EXERCISE OBJECTIVE: Reproduce the passage on signs of childhood anxiety word for word, in full.

TEXT:
=== Section Start ===

According to the Child Mind Institute, approximately 23% of children have or have had a psychiatric disorder, and half of all psychiatric illness occurs before the age of 14. Despite those numbers, understanding if your child is experiencing anxiety can be challenging: The signs associated with anxiety can be easily explained away by other external issues, or as “a phase.” The classic, oft-referenced sign of anxiety in children is a complaint of a stomach ache—however, there are many other telling behaviors and comments to be on the lookout for.

Please note that this article is not a substitute for professional medical advice, diagnosis or treatment, so please don’t hesitate to reach out to a professional for diagnosis and treatment.

1. Often seeking reassurance and approval

Children who suffer from anxiety often seek reassurance in a manner that seems excessive. Most children enjoy praise from the adults in their lives, but children facing anxiety might appear to seek approval almost constantly. Parents might notice this approval-seeking in relation to academics (for example during homework time) or sports. Children seeking frequent approval are looking to be reassured that things in their lives are going well.

=== Section End ===

INFORMATION SUPPLIED:
=== Section Start ===

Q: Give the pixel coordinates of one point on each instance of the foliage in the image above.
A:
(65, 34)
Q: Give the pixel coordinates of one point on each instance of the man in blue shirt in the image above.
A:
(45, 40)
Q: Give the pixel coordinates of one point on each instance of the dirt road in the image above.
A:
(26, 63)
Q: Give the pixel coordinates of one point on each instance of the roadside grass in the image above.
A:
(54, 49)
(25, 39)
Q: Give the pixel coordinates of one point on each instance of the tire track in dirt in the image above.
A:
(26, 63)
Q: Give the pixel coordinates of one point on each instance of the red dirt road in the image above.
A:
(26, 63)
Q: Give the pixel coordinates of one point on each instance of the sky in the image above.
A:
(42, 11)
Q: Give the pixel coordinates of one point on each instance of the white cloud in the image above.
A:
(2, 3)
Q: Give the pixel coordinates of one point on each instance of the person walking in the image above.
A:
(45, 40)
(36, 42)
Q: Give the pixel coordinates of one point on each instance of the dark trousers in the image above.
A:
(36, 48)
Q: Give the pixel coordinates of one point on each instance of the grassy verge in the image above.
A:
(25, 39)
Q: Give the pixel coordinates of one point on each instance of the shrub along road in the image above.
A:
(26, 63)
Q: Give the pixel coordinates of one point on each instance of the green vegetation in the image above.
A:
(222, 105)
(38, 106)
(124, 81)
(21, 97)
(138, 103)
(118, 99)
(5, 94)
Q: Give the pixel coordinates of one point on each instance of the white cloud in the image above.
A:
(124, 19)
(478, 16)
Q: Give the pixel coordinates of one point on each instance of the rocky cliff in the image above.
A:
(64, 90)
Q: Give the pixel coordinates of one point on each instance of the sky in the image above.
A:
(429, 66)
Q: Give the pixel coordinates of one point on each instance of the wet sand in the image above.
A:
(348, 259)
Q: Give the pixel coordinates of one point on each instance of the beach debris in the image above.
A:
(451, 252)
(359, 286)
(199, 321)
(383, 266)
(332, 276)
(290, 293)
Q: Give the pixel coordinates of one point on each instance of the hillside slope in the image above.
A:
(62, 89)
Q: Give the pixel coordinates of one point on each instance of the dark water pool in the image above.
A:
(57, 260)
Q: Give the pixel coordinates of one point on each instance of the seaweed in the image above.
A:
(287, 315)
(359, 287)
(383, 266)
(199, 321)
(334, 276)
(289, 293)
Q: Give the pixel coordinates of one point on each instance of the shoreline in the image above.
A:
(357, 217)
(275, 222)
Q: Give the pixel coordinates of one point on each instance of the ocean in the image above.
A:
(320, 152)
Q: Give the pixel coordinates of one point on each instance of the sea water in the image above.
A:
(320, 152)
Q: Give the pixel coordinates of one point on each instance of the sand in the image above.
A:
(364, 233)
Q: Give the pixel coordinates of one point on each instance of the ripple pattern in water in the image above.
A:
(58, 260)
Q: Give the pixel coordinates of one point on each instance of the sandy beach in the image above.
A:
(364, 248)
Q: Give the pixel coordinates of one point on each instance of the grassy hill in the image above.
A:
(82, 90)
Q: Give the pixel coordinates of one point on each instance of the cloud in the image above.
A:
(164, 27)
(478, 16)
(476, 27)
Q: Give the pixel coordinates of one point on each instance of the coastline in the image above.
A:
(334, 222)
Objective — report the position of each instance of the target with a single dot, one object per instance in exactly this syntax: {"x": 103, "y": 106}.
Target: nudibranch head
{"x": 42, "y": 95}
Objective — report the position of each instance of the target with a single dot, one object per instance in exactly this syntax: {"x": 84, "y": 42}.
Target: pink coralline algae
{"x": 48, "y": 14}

=== Section End ===

TASK OUTPUT:
According to the Child Mind Institute, approximately 23% of children have or have had a psychiatric disorder, and half of all psychiatric illness occurs before the age of 14. Despite those numbers, understanding if your child is experiencing anxiety can be challenging: The signs associated with anxiety can be easily explained away by other external issues, or as “a phase.” The classic, oft-referenced sign of anxiety in children is a complaint of a stomach ache—however, there are many other telling behaviors and comments to be on the lookout for.

Please note that this article is not a substitute for professional medical advice, diagnosis or treatment, so please don’t hesitate to reach out to a professional for diagnosis and treatment.

1. Often seeking reassurance and approval

Children who suffer from anxiety often seek reassurance in a manner that seems excessive. Most children enjoy praise from the adults in their lives, but children facing anxiety might appear to seek approval almost constantly. Parents might notice this approval-seeking in relation to academics (for example during homework time) or sports. Children seeking frequent approval are looking to be reassured that things in their lives are going well.